ASSIGNMENT> Print out the data below in full and exactly, skipping the pictures.

[Saved entries]
# # #
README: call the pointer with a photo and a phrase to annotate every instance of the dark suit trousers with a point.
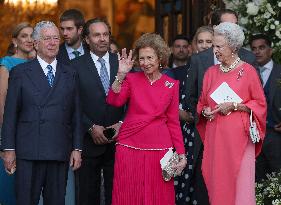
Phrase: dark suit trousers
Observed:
(200, 193)
(89, 177)
(32, 177)
(269, 159)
# # #
YOUR SOLUTION>
README: call the pointer with a photo and a phrase to annotate every instance of the dark suit trousers with a point.
Phrase: dark suit trousers
Observed:
(200, 193)
(89, 177)
(32, 177)
(269, 159)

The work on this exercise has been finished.